▸ What you should do:
Rewrite all of the material below, replacing every "bounding box" with "box outline" and changing nothing else. Leave the pictures out of your answer.

** start of Data for processing **

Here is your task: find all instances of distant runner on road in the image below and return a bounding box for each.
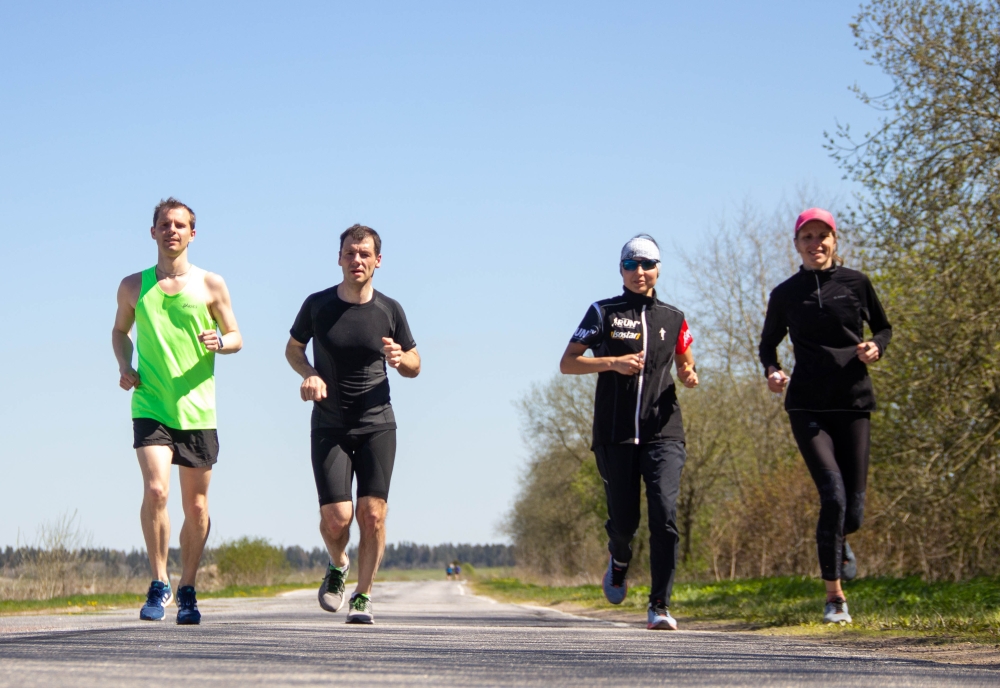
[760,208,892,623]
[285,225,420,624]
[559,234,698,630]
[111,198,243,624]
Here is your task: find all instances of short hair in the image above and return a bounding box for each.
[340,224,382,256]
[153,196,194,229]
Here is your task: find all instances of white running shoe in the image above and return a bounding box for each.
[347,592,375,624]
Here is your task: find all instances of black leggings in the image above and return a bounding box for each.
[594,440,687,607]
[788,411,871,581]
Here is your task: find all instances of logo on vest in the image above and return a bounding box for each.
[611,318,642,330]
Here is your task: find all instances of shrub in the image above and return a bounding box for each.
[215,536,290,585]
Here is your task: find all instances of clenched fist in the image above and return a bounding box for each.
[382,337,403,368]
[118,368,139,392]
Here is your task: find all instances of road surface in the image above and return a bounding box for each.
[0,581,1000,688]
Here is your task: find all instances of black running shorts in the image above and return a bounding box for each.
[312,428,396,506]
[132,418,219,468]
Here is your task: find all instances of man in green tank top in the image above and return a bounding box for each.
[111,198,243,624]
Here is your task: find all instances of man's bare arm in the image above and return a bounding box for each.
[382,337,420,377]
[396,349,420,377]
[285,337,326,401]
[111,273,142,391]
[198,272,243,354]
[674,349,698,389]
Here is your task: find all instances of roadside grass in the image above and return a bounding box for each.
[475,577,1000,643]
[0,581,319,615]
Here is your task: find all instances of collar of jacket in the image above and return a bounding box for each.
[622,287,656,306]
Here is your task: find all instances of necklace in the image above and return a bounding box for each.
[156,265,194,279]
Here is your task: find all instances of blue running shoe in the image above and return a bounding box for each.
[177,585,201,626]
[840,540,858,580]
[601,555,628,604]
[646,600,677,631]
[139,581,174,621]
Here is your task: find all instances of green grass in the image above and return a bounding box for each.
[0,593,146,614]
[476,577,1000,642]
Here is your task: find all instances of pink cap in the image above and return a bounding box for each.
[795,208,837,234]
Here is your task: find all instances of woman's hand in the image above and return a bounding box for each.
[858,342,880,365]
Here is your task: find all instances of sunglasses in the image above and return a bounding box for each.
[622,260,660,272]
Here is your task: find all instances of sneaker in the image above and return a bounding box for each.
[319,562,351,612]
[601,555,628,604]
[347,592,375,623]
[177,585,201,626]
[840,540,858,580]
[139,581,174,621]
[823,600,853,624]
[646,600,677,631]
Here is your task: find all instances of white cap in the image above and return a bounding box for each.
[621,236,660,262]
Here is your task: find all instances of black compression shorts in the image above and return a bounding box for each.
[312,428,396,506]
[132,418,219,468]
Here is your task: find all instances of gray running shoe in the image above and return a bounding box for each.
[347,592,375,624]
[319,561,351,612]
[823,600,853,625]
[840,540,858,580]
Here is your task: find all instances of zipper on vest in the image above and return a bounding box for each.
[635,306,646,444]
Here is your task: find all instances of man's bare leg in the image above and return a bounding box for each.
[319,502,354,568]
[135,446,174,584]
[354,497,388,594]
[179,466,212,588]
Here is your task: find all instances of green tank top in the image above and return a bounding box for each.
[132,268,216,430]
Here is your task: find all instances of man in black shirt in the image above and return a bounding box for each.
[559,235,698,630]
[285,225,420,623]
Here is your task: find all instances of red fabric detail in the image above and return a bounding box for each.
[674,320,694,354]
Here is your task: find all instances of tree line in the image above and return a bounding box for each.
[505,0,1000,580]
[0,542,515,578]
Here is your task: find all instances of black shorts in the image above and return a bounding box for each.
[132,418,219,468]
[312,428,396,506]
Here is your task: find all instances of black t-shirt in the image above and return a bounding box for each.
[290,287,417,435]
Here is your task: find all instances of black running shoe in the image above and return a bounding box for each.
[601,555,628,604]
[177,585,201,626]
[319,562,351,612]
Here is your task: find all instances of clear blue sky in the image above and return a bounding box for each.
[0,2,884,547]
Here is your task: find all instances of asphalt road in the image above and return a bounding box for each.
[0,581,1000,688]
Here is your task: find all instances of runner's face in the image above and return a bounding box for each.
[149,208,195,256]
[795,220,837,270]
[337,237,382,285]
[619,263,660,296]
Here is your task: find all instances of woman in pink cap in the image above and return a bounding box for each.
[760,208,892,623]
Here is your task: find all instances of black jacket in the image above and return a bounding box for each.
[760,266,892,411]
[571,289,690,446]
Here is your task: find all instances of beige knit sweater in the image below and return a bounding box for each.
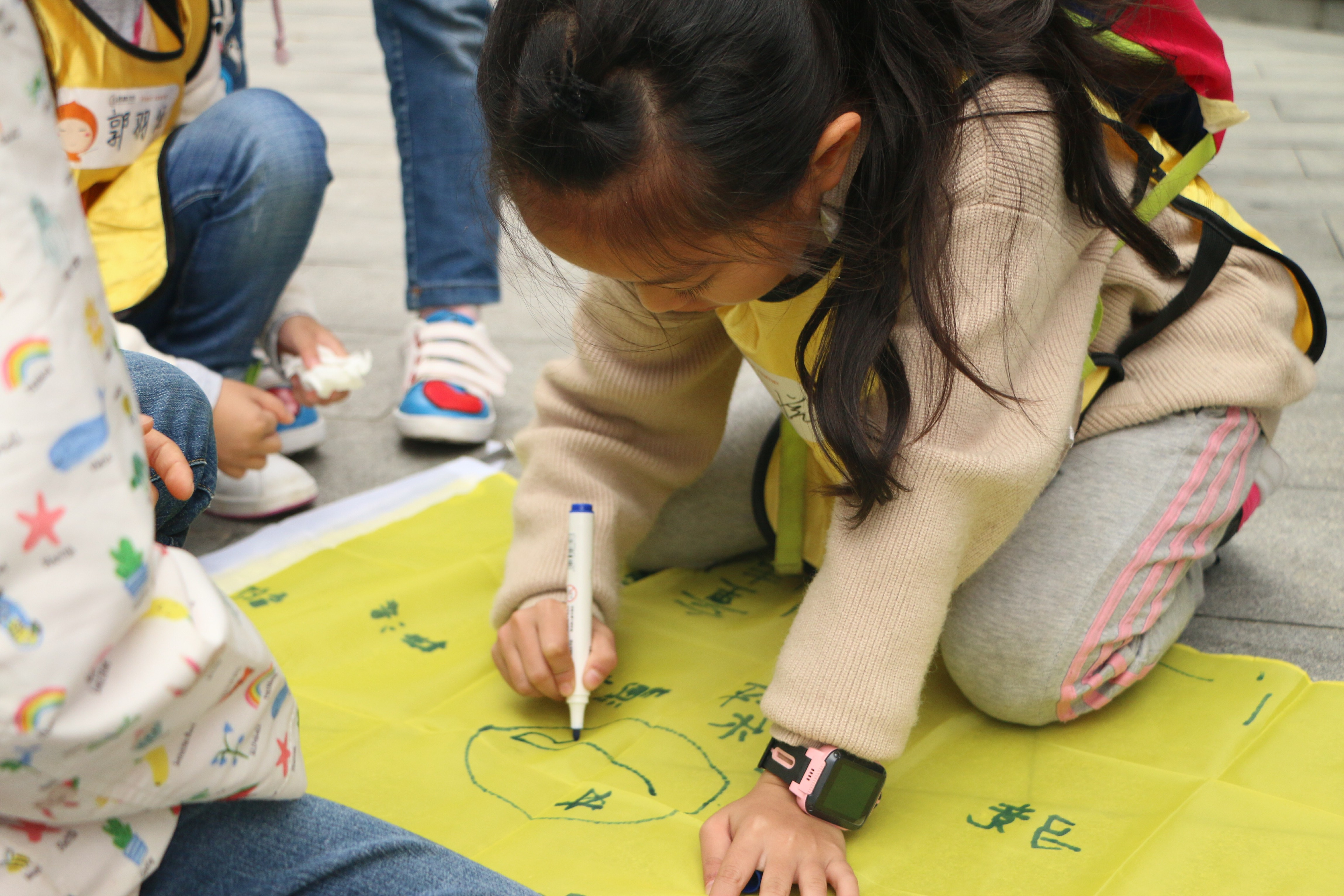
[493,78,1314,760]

** end of Data for processing **

▸ Written answer:
Here is your task: find all instances of distant runner on road in the image below and return a box outline for each.
[760,208,892,623]
[285,225,420,624]
[559,234,698,630]
[111,198,243,624]
Here is your task: find all instances of short hair in the image above and return a box outline for each.
[340,224,382,256]
[153,196,194,229]
Here is your task: find all instances of white running shoe in the image above and return a box outline for each.
[347,592,375,624]
Here is your task: find all instances of black leggings in the image above and return a box outline for each.
[594,440,687,607]
[788,411,871,581]
Here is your task: find all instances of logo on vest in the image above and return a box outline for each.
[611,318,642,330]
Here is your task: find all instances of shrub in the image above and return a box outline for each.
[215,536,290,585]
Here is your task: find all instances of clenched fist in the image above and return a box outline for each.
[382,337,403,368]
[118,368,139,392]
Here is your task: find all instances of road surface in the image above and return a box outline for each.
[0,581,1000,688]
Here is your task: find all instances of black running shorts in the image above and return a box outline for each.
[312,428,396,506]
[132,418,219,468]
Here is your task: find all instances of man in green tank top in the image above and return a box outline for each.
[111,198,243,624]
Here is your task: find all instances of man's bare arm in the image above and return a box outline for each.
[382,337,420,377]
[396,349,420,377]
[285,337,326,401]
[111,273,142,391]
[198,272,243,354]
[674,349,698,389]
Here is your task: find all instances of roadside grass in the image above and return a box outline for each.
[475,577,1000,643]
[0,581,319,615]
Here is your task: find all instances of collar of jacket in the image above and return a box outline for each.
[622,287,656,306]
Here is your task: find all instances of necklace in the image above and return a box outline for each.
[156,265,194,279]
Here is your task: find all instances of blue running shoe in the image above and return a box outline for each.
[177,585,201,626]
[840,540,858,580]
[601,555,628,604]
[646,600,677,631]
[139,581,174,621]
Here is your task: find all instances of green grass in the image above and return a box outline for each.
[0,593,146,614]
[476,577,1000,642]
Here is your task: find all instances of pink cap in the image above and return a box outline for each.
[795,208,837,234]
Here is your task: find all instances of woman's hand in the image above and return a box outline for each.
[858,342,880,365]
Here is your task: find all instances of sunglasses in the image above and return a box outline for each.
[622,260,660,272]
Here is your task: find all instances of sneaker in the image above and return a box outline for each.
[319,562,351,612]
[601,555,628,604]
[347,592,375,623]
[177,585,201,626]
[840,540,858,580]
[139,581,174,621]
[823,600,853,624]
[646,600,677,631]
Here is your task: find all instances of white cap in the image above and return a box outline for each.
[621,236,660,262]
Here is your task: find all instances of black compression shorts in the image above and return a box outline for each.
[312,428,396,506]
[132,418,219,468]
Here is your task: find all instances of gray running shoe in the image above and return a box outline for each.
[347,592,375,624]
[319,561,351,612]
[823,600,853,625]
[840,540,858,580]
Here is your task: find all instances of zipper on vest in the image above and return a box outline for each.
[635,306,646,444]
Here is your task: find all instances of man's bare leg in the image above and return a box outline for each.
[319,502,354,568]
[135,446,174,584]
[354,497,388,594]
[179,466,212,588]
Here is your task: find all instances of green tank top in the image above and return a box outline for each.
[132,268,216,430]
Here is your task: find all instances of man in black shirt in the image above and return a box outline for each.
[559,235,698,630]
[285,225,420,623]
Here is your task: find all instances of red fabric detail in the image above and return a box outline for each.
[674,320,694,354]
Here is your task: find all instances of tree line in the image above and return a box outline for each.
[505,0,1000,580]
[0,542,515,578]
Here is your task: find all instances of black shorts in the image above and return a box outline for each.
[132,418,219,468]
[312,428,396,506]
Here is your task: find all instances of black t-shirt in the image above and return a box outline for each.
[290,287,417,435]
Here is your task: find all instances of black running shoe in the image above and return a box outline for each.
[601,555,628,604]
[177,585,201,626]
[319,562,351,612]
Here is your task: find all instances of clear blue sky in the image above and return a box outline for each.
[0,2,884,547]
Here is your task: find all instances of asphalt road in the image above and return a box outline for each.
[0,581,1000,688]
Here is your task: find all instances of runner's face in the image above and return a box outline for each.
[149,208,195,256]
[795,220,837,270]
[337,237,382,285]
[619,263,660,296]
Here is your task: find all instances of woman in pink cap in the image above and return a box outline for each.
[760,208,892,623]
Here is your task: find all instances of black jacket in the image above and return a box outline for each.
[760,266,892,411]
[571,289,690,446]
Here is your task: find all instances of beige knit sweater in the image below and return a box outline for each.
[493,78,1314,760]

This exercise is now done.